Text provided:
________

Overall it looks to get better than twice the throughput of a POWER4 chip, which already spanked Itanic's butt.

And the new AS/400 is now called the eServer i5. It features things like:
- PCI-X (been using it for a couple of years now)
- 2GB (not Gb) interconnects between I/O frames
- 1-4 CPU cores per 4U chassis
- 64GB RAM per 4U chassis
- SMP overhead is low; a 4-way is 3.54 times as fast as a 1-way
- Stack up to 4 chassis to create a 16-way
- Runs native 64-bit i5/OS (OS/400), AIX, and Red Hat or Suse Linux
- Runs off-the shelf Windows on Xeon processor cards
- Dynamic partitioning with automaitc shuffling of resources from partition to partition based on rules. Up to 10 partitions per CPU core; 254 max/machine (when the big boxes get released later this year).
- Plans are for a 64-core box this fall. It'll support 1TB RAM.

Lots of new stuff in the OS that I can use for real-world admin tasks:
- System-level mirroring of disk pools across a WAN (makes disaster recovery much easier)
- Faster checkpointing for save-while-active (I can eliminate user downtime for backups)
- For those stuck with Windows, DB2 can now be a .NET data provider
- Kerberos support for EIM.

This is the same hardware that the new pSeries will run on later this year; for once the iSeries folks get the new toys first.

The IBM Virtualization Engine announcements last week ( http://www.midrangeserver.com/tfh/tfh050304-story03.html ) is basically the new box with software to glue the pieces together.

Now if I can only talk my boss into upgrading. We could replace our aging 4-way box with a uniprocessor and still get a 60% boost in performance.

________

Image object location entries
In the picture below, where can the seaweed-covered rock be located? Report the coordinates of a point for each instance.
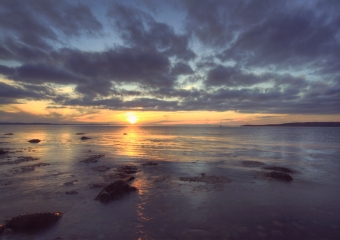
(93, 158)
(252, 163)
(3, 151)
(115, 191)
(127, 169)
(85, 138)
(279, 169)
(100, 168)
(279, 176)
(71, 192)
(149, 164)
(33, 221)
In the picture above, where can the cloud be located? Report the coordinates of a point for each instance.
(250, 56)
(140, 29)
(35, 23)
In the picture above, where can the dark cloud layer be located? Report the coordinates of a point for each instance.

________

Given exercise A: From the post about the eServer i5 above, set down the passage that begins at the words "The IBM Virtualization" and stops after the words "the pieces together.".
Given exercise B: According to the post about the eServer i5, how much RAM does each 4U chassis hold?

Full output A:
The IBM Virtualization Engine announcements last week ( http://www.midrangeserver.com/tfh/tfh050304-story03.html ) is basically the new box with software to glue the pieces together.

Full output B: 64GB of RAM per 4U chassis.